(Data for analysis Opens)

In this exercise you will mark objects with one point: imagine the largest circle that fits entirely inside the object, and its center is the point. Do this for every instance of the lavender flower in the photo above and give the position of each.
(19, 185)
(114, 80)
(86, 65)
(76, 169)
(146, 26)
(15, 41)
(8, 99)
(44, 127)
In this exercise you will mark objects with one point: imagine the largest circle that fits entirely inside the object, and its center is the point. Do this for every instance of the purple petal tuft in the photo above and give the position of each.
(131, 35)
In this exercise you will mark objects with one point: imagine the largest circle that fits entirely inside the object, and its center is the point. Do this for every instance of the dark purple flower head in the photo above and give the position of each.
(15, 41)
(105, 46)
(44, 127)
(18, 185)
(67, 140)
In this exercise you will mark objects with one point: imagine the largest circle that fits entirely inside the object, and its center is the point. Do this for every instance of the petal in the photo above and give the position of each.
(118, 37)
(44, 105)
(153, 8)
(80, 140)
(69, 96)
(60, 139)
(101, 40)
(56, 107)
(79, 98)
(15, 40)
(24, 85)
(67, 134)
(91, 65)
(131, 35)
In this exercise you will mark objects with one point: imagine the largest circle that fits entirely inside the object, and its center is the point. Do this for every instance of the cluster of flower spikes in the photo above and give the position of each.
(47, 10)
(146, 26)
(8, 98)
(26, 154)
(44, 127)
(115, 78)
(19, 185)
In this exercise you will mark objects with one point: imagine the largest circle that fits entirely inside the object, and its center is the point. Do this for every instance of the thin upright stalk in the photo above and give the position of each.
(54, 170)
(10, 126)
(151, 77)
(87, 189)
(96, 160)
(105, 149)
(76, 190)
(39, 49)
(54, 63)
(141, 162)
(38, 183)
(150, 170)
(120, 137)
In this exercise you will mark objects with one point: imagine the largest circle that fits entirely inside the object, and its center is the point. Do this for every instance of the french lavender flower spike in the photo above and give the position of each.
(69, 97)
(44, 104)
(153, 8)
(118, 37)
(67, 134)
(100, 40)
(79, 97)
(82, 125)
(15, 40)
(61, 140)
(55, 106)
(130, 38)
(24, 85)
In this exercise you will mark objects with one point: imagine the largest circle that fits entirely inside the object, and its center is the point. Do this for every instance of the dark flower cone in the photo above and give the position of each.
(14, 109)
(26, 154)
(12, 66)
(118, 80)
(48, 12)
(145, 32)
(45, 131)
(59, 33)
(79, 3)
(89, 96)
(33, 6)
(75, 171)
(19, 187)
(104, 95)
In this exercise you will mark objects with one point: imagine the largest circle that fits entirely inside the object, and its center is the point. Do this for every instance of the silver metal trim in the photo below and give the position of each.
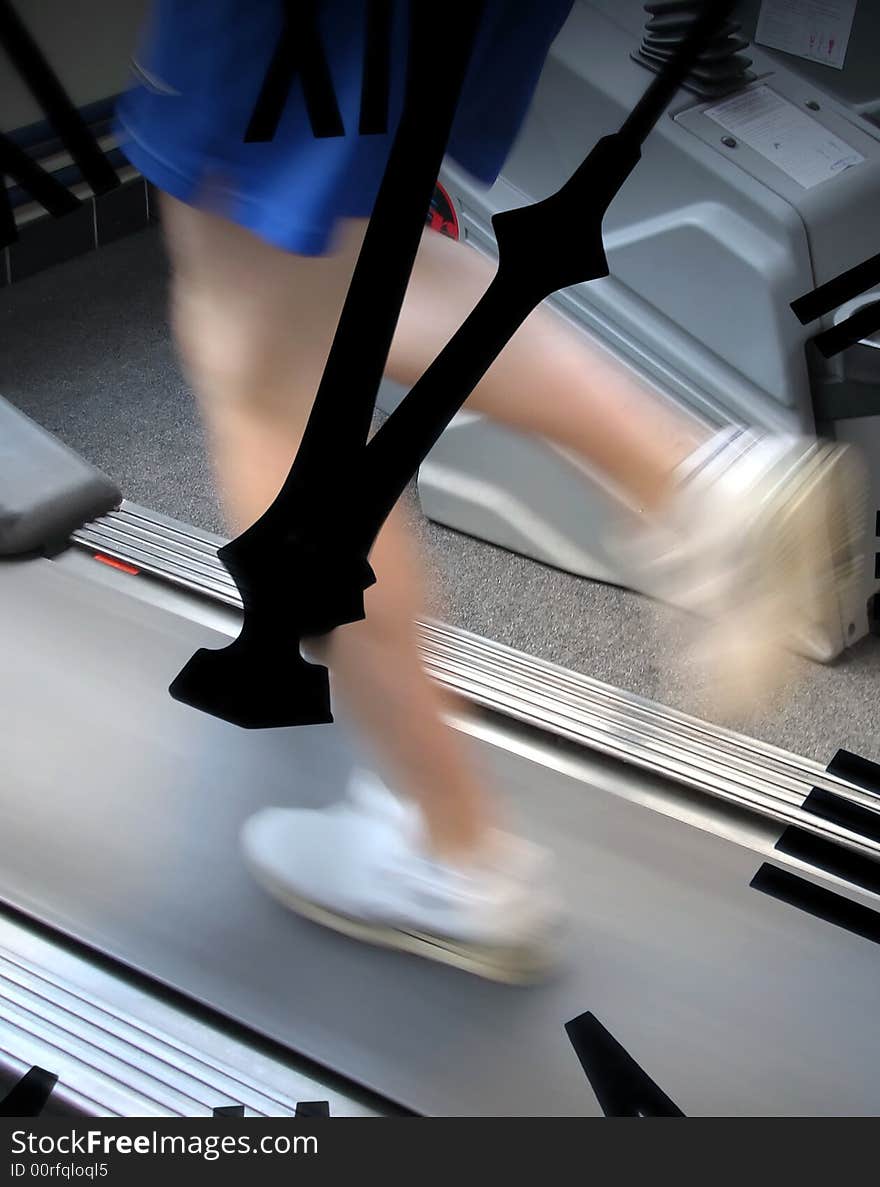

(Data for analysis Closes)

▶ _Work to be completed_: Repeat the data word for word, minus any pictures.

▶ _Answer to the exercise_:
In this exercise you will mark objects with one point: imagine the largest circle that fits entirely inside the object, and its center is the point. Do this for every instance of the lavender flower in the photo above and give the position of each.
(19, 185)
(114, 80)
(86, 65)
(76, 169)
(146, 26)
(15, 41)
(8, 99)
(44, 127)
In this exercise you will mark objects with one point: imagine the largest circle that fits entirely inside the object, and its center is the point. Do this for every instance of the purple petal tuft in the photo above and give the position of each.
(131, 35)
In this exercise you will mark objects with one point: imagine the largest circle that fits entirely inside the object, and its center is the point. Do this for every instance of the dark purple flower head in the photo above and give the position of each.
(15, 41)
(105, 46)
(44, 127)
(18, 185)
(67, 140)
In this exercise you will mark objects with one point: imagine the largest circle that fits entirely inside the object, and its center is the point. Do this for every instance of the petal in the photo above and give the position of each.
(118, 37)
(44, 105)
(153, 8)
(80, 140)
(69, 96)
(60, 139)
(101, 40)
(56, 107)
(79, 98)
(15, 40)
(24, 85)
(67, 134)
(91, 65)
(131, 35)
In this exercise you will mark objects with one point: imagine the largest circle that fits entirely inside the object, and its center is the point. Do this for every instance of the cluster of flower spikes in the photo above and give the position of each.
(47, 10)
(146, 26)
(8, 98)
(26, 154)
(44, 127)
(115, 78)
(19, 185)
In this exercise you will mark objects with one point: imagine the largest circle that fits entirely inside the object, and its center is the point. Do this for every instance of the thin upright stalk in the photo above and give the position of each.
(54, 170)
(10, 126)
(151, 77)
(87, 189)
(96, 160)
(105, 149)
(76, 190)
(39, 49)
(54, 63)
(141, 162)
(38, 183)
(150, 170)
(120, 137)
In this exercise you will mark objects with one point: imagine the largest circle that fits entirely inside the object, and its center is the point. Do this for every instance of the french lavender flower spike in the photo above and give the position of each.
(69, 97)
(44, 104)
(153, 8)
(118, 37)
(67, 134)
(100, 40)
(79, 97)
(82, 125)
(15, 40)
(61, 140)
(55, 106)
(130, 38)
(24, 85)
In this exercise you will mark objects with one point: imagine the largest circle that fits entirely inside the object, and its center is the point. Do this for every instance of the dark flower cone in the photo above and give the position of each.
(14, 109)
(26, 154)
(12, 66)
(118, 80)
(48, 12)
(145, 32)
(45, 131)
(59, 33)
(79, 3)
(89, 96)
(33, 6)
(75, 171)
(19, 187)
(104, 95)
In this exercise you will mark objects with one point: imagine the largest circle that fits entirely inside the object, and its center is the point. Do this for every instance of the silver metal trim in the photo below and give the position of each.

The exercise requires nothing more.